◆ Work instruction: Nothing should change. Output the data exactly.

◆ Record extracts:

========

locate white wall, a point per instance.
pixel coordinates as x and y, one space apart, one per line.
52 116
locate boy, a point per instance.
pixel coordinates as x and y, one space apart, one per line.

========

◆ Answer box:
locate white wall, a point per instance.
pixel coordinates as x and y, one space apart, one per line.
52 116
locate boy, a point per instance.
pixel coordinates as x and y, one space apart, one per line.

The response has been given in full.